Selected excerpt:
I'm running Ubuntu 8.04 and I ran the command:

$ ctags -R --c++-kinds=+p --fields=+iaS --extra=+q -f ~/.vim/tags/stdlibcpp /usr/include/c++/4.2.4/

to generate a ctags database for the standard C++ library and STL ( libstdc++ ) on my system for use with the OmniCppComplete vim script. This gave me a very reasonable 4MB tags file which seems to work fairly well.

However, when I ran the same command against the installed Boost headers:

$ ctags -R --c++-kinds=+p --fields=+iaS --extra=+q -f ~/.vim/tags/boost /usr/include/boost/

I ended up with a 1.4 GB tags file! I haven't tried it yet, but that seems likes it's going to be too large to be useful. Is there a way to get a slimmer, more usable tags file for my installed Boost headers?

Edit

Just as a note, libstdc++ includes TR1, which has allot of Boost libs in it. So there must be something weird going on for libstdc++ to come out with a 4 MB tags file and Boost to end up with a 1.4 GB tags file.

Just ran across this on the Boost mailing list:

Boost-users Boost and autocompletion

+2  A: 

use the option

--sort=foldcase

With this the searching of the tags becomes faster.

Quoting from the man page of ctags : "The foldcase value specifies case insensitive (or case-folded) sorting. Fast binary searches of tag files sorted with case-folding will require special support from tools using tag files, such as that found in the ctags readtags library, or Vim version 6.2 or higher (using "set ignorecase"). This option must appear before the first file name"

Problem A: In the ctags text, what size was the tags file generated from the Boost headers?
Problem B: Continue the ctags text from its last sentence.
The data after this point have no connection to the ctags text.

Study material:
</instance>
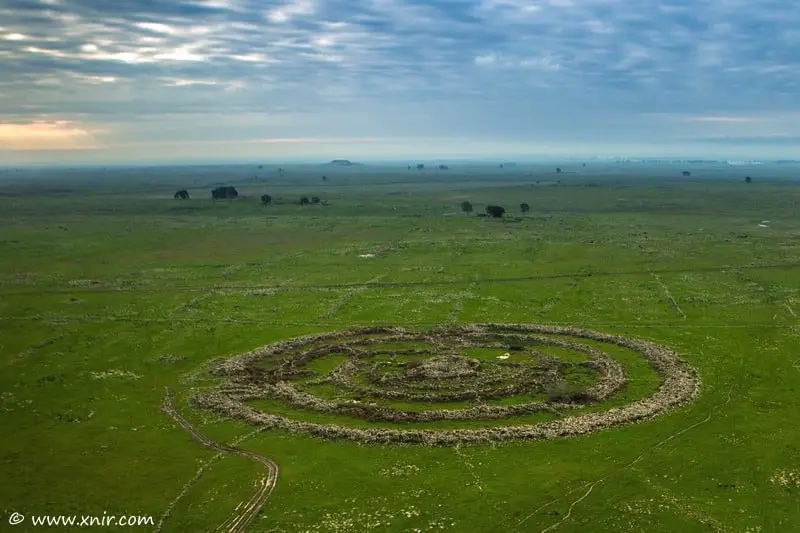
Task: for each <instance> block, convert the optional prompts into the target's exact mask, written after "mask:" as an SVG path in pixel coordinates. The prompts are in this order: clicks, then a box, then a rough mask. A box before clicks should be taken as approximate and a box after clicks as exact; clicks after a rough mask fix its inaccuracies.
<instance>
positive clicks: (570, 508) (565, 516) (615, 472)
mask: <svg viewBox="0 0 800 533" xmlns="http://www.w3.org/2000/svg"><path fill="white" fill-rule="evenodd" d="M732 391H733V389H732V388H731V389H728V397H727V399H726V400H725V401H724V402H723V403H721V404H719V405H718V406H717V407H716V408H714V410H713V411H712V412H711V413H709V414H708V416H706V417H705V418H704V419H702V420H700V421H699V422H695V423H694V424H692V425H690V426H688V427H686V428H684V429H682V430H680V431H677V432H675V433H673V434H672V435H670V436H668V437H667V438H665V439H664V440H662V441H661V442H659V443H657V444H655V445H654V446H651V447H650V448H648V449H647V450H645V451H643V452H642V453H641V454H639V456H638V457H636V458H635V459H634V460H633V461H630V462H629V463H627V464H625V465H623V466H621V467H619V468H617V469H616V470H612V471H611V472H609V473H608V474H606V475H605V476H603V477H601V478H600V479H597V480H595V481H592V482H589V483H585V484H583V485H581V486H580V487H578V488H575V489H572V490H571V491H569V492H568V493H566V494H564V495H563V496H561V497H559V498H556V499H554V500H551V501H549V502H547V503H546V504H544V505H542V506H540V507H538V508H537V509H536V510H535V511H533V512H532V513H531V514H529V515H528V516H526V517H525V518H523V519H522V520H520V521H519V522H517V525H521V524H523V523H524V522H526V521H527V520H529V519H530V518H532V517H533V516H535V515H536V514H537V513H538V512H539V511H541V510H542V509H545V508H546V507H549V506H550V505H552V504H554V503H557V502H559V501H561V500H563V499H564V498H566V497H567V496H569V495H570V494H573V493H575V492H577V491H579V490H581V489H582V488H584V487H587V486H588V487H589V489H588V490H587V491H586V492H585V493H584V494H583V496H581V497H580V498H578V499H577V500H575V501H574V502H572V503H571V504H570V506H569V510H568V511H567V514H565V515H564V517H563V518H561V520H559V521H558V522H556V523H554V524H552V525H550V526H548V527H546V528H545V529H543V530H542V531H541V533H546V532H547V531H552V530H554V529H556V528H557V527H559V526H560V525H562V524H563V523H564V522H566V521H567V520H568V519H569V518H570V516H572V510H573V509H574V508H575V506H577V505H578V504H579V503H580V502H582V501H583V500H585V499H586V498H587V497H588V496H589V494H591V493H592V491H593V490H594V488H595V487H596V486H597V485H599V484H600V483H602V482H603V481H605V480H606V479H608V478H610V477H611V476H613V475H615V474H618V473H620V472H622V471H623V470H627V469H628V468H630V467H632V466H633V465H635V464H636V463H638V462H639V461H641V460H642V459H644V458H645V457H646V456H647V455H648V454H650V453H652V452H654V451H655V450H657V449H658V448H660V447H661V446H663V445H664V444H666V443H668V442H670V441H671V440H673V439H676V438H678V437H680V436H681V435H683V434H684V433H686V432H688V431H691V430H692V429H694V428H696V427H698V426H700V425H703V424H705V423H706V422H708V421H710V420H711V419H712V418H713V417H714V415H715V414H716V413H717V412H718V411H719V410H720V409H722V408H723V407H725V406H727V405H728V404H729V403H730V401H731V392H732Z"/></svg>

Expected answer A: 1.4 GB

Expected answer B:
Vicky
Will this reduce the size of the tags file to reasonable dimensions? I mean, stdlibc++ includes the STL and TR1 which actually has allot of Boost in it - and it's only 4MB!
Robert S. Barnes
I am not sure about the size, but my tag search speed in VIM was increased atleast 5 fold..
Vicky
No. Including the sort option gives me no gain in Ubuntu 10.04. Still getting the 1.4G file size
ancechu
+2  A: 

I know this post is a little old, but I just ran into the same problem. I looked into it a little further and it seems it is one folder in boost that is causing the problem: typeof. I am using boost 1.37 and my tags file was 1.5G, typeof was 1.4G of that. So I just created a tags file without that directory included and the resulting size was 70M. I was even able to sort it without running out of space :) I imagine in newer versions of boost they may be other projects that are too large however the general solution I found is this...

  1. Generate a tag file for each boost folder seperately, a simple bash for loop should be able to do this.
  2. Look at which ones are too large.
  3. Either create a new single tags file excluding those large directories or keep the tag files separated simply deleting the ones that are too large.

Hope this helps...

Neg_EV
I don't suppose you could post the script?
Robert S. Barnes
This should generate separate tag files to find the culprit:for i in $(find -maxdepth 1 -type d | grep -v '^\.$' | sed 's/\.\///' ); do echo $i; ctags -f ~/tmp_tags/$i.tags -R --c++-kinds=+p --fields=+iaS --extra=+q --languages=c++ --sort=foldcase $i; doneThen to generate a single tags file you can simply do something similar to:ctags -f ~/tmp_tags/all.tags -R --c++-kinds=+p --fields=+iaS --extra=+q --languages=c++ --sort=foldcase $(ls -d * | grep -v typeof );The grep -v part is where I exclude things such as typeof. Both commands assume you are in the boost include dir.